--- start ---

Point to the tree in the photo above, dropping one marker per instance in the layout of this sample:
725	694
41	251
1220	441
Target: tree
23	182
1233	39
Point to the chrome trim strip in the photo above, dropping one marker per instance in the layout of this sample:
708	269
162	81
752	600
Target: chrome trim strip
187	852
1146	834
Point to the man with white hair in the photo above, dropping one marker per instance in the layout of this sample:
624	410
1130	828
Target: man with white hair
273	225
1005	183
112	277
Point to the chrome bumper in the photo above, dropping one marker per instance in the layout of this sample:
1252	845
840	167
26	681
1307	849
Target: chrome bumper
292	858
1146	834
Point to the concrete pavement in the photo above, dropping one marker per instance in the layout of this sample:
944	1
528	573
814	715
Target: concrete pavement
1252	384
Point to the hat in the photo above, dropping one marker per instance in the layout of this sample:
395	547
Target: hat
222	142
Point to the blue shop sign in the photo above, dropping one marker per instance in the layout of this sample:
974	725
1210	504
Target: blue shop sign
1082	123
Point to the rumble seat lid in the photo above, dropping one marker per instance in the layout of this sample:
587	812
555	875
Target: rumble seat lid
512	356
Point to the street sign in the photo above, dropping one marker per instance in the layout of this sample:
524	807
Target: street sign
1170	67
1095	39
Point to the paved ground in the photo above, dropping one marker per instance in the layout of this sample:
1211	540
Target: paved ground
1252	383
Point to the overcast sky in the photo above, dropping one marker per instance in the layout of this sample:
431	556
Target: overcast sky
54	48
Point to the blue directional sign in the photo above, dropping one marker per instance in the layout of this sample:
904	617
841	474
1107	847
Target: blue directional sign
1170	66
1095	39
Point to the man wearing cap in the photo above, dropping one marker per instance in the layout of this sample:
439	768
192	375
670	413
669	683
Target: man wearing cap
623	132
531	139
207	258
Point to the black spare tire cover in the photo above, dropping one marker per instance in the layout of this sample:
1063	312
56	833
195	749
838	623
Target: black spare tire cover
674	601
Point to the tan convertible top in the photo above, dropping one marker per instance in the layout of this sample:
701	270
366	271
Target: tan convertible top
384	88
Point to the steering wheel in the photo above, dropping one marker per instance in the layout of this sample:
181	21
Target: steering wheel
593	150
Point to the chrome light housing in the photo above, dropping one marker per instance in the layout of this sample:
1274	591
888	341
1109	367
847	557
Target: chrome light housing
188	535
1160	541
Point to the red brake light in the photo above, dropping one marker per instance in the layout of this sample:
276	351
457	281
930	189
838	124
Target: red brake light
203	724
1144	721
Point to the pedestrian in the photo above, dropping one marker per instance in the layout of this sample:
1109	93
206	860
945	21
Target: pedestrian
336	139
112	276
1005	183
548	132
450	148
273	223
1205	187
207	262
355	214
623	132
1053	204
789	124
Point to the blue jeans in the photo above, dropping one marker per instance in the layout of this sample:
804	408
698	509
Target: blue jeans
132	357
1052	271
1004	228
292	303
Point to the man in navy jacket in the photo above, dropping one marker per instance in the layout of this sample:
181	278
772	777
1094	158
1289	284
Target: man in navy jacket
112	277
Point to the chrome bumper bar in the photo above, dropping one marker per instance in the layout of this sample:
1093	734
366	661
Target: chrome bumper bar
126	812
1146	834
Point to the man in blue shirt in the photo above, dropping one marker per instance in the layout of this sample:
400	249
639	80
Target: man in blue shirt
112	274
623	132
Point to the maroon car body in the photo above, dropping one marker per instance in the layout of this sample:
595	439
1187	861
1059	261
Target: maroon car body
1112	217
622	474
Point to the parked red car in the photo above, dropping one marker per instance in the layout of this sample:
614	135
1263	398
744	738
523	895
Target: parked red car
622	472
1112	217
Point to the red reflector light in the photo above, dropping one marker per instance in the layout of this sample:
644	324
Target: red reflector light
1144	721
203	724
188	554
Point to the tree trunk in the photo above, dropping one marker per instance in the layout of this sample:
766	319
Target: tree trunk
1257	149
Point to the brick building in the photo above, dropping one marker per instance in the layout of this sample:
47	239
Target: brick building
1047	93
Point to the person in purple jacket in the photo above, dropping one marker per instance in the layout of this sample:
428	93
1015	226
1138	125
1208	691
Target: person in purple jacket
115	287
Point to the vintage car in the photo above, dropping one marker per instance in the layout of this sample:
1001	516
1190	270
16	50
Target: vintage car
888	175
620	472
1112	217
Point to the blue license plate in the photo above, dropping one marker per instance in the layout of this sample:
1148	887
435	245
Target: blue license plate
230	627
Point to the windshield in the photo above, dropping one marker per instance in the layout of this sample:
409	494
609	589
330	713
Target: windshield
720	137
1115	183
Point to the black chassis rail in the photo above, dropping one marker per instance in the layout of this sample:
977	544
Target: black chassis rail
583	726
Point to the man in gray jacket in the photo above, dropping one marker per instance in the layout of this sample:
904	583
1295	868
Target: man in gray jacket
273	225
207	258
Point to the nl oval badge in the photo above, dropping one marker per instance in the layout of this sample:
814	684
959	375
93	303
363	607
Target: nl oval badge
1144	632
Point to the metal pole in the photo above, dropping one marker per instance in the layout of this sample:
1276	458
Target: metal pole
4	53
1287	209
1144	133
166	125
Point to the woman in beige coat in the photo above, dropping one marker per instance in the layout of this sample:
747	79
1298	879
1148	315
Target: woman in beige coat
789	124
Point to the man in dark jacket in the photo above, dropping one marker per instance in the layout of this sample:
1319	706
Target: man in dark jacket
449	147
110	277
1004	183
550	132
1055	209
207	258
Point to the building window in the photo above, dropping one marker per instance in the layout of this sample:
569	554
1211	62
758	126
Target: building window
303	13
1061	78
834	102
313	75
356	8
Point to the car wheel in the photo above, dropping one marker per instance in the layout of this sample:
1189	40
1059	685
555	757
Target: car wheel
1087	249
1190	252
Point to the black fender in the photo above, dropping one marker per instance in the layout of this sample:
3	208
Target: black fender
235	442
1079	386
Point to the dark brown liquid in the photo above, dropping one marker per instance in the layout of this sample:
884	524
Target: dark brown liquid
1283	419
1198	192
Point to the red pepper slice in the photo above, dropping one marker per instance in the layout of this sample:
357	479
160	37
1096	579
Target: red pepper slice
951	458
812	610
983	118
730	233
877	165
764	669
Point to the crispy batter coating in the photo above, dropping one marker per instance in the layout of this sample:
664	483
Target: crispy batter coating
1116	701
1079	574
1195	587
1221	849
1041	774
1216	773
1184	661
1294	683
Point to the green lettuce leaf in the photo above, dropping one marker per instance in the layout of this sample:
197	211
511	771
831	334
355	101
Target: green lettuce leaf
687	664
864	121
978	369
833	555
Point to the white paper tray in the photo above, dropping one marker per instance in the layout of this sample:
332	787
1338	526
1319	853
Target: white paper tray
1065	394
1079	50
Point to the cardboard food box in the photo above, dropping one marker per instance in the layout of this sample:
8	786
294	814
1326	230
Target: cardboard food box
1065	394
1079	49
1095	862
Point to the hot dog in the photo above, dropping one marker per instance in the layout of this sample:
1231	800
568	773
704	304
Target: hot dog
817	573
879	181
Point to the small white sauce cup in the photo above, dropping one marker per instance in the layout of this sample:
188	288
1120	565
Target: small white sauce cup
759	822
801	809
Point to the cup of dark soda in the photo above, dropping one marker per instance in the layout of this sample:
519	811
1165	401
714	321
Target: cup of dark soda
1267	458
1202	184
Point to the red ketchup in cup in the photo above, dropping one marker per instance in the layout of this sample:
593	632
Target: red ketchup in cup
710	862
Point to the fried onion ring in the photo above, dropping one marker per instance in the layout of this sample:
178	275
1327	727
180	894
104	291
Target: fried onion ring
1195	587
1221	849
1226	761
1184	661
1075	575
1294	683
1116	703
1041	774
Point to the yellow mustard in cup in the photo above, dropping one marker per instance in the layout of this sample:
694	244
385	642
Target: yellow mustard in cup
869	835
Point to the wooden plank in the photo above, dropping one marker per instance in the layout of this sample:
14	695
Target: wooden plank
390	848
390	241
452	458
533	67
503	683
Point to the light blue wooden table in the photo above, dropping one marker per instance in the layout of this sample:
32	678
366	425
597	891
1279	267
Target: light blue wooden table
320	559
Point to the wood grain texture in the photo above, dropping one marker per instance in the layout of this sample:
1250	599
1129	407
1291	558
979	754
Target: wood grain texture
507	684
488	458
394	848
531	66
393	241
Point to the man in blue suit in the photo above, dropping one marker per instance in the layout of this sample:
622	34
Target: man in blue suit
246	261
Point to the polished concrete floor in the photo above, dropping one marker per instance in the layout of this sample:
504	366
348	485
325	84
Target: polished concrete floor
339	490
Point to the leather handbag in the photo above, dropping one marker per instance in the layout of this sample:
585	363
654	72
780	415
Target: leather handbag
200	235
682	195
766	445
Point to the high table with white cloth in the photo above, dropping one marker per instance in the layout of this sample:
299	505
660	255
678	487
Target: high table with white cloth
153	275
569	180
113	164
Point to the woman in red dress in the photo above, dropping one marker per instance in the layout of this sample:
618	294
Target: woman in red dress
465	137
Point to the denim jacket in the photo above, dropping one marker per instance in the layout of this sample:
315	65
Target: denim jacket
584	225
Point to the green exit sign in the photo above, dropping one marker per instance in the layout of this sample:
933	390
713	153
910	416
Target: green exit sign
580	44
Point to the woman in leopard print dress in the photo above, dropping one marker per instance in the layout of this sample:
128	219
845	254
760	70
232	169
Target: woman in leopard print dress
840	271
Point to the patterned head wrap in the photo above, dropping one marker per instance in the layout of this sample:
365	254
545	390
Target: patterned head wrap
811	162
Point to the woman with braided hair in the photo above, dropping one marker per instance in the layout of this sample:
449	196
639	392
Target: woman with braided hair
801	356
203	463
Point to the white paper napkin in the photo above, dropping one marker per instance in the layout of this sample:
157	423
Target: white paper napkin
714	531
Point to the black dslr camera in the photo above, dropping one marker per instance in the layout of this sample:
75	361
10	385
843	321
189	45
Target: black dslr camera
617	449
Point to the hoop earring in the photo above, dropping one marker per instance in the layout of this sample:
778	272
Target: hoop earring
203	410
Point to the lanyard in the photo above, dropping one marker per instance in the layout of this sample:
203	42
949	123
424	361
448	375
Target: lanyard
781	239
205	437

--- end ---

▶ [THE EXERCISE]
Retype exactly, please, each line from the line that contains "Point to the leather" through the last line of the entries above, with nothing added.

▶ [ANSWER TO THIS EXERCISE]
Point to the leather handbag in the photo above, dropping one marker per instance in the layout of this sample:
585	363
654	72
780	415
Target: leather handbag
200	235
682	195
766	445
Point to the high table with white cloth in the photo above, dropping one marker per instance in the layout of this sample:
299	505
660	255
678	487
Target: high table with white cloth
153	275
569	180
113	164
Point to the woman in red dress in the photo above, dropping one marker per instance in the layout of this sample:
618	294
Target: woman in red dress
465	137
Point to the denim jacket in the photo above, dropping one marker per instance in the layout of this sample:
315	65
Target: denim jacket
584	225
Point to the green exit sign in the photo above, dropping one marker per instance in the layout of this sample:
933	390
713	153
910	416
Target: green exit sign
580	44
Point to the woman in leopard print dress in the photo above, dropping one marker per instance in the layout of this sample:
128	219
845	254
760	70
232	169
Target: woman in leopard print dress
840	271
Point to the patterned head wrap in the photo above, dropping one marker per instance in the layout of this sample:
365	254
545	390
Target: patterned head wrap
811	162
Point to the woman with braided hair in the photo above, dropping one marker per instance in the layout of this sample:
449	196
639	392
Target: woman with braided hair
801	356
203	463
Point to the white paper napkin in the photo above, dropping one marker per instance in the layout of this sample:
157	423
Target: white paper napkin
714	531
Point to the black dslr camera in the photo above, dropping one marker per instance in the layout of this sample:
75	361
10	385
843	321
189	45
Target: black dslr camera
617	449
Point to the hoop earring in the photo above, dropping one marker per instance in the layout of this sample:
778	272
Target: hoop earring
203	410
Point to the lanyard in the photo above, dropping one marker per instance in the layout of this sample:
203	42
949	123
424	361
448	375
Target: lanyard
781	239
205	437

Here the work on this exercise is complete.